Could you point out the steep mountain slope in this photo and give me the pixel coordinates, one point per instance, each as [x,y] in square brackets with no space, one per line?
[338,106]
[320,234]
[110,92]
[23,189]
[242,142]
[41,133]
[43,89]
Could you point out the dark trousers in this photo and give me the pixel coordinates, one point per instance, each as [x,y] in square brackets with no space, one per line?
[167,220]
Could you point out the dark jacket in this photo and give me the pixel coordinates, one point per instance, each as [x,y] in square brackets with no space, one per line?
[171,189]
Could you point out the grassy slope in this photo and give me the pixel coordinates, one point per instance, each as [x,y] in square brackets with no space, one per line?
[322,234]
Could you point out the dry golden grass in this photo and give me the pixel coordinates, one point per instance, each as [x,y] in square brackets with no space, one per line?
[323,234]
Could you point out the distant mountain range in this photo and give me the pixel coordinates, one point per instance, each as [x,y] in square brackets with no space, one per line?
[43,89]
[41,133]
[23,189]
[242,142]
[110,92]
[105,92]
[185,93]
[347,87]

### PROBLEM TO SOLVE
In full, transcribe each entry of the material exactly.

### EXPECTED OUTPUT
Could you point out the steep mountain slope in this photo and give me the pixel coordinates, one point per instance, each as [x,y] in square brackets with no space, one per line?
[338,106]
[320,234]
[110,92]
[23,189]
[242,142]
[41,133]
[43,89]
Could you point out the dark trousers in this photo and give me the pixel coordinates, one point per instance, each as [x,y] in square brackets with no space, one per line?
[167,220]
Could you point out the dark jacket in this photo and give me the pixel coordinates, one point per instance, each as [x,y] in square brackets with no space, one per line?
[171,189]
Could you point out the grassy slope in this photo and give me the pixel coordinates, one point per instance, each as [x,y] in square brackets with no space, one per line?
[322,234]
Could you point out the dry golden grass in this photo and give me the pixel coordinates, one point per instance, each as [x,y] in square brackets with no space, one per line?
[323,234]
Could you point out the distant mountain range in this photo and give me the pixel coordinates, one point per instance, each as [x,y] in square brackets with no space, one per line?
[43,89]
[41,133]
[23,189]
[242,142]
[110,92]
[105,92]
[185,93]
[347,87]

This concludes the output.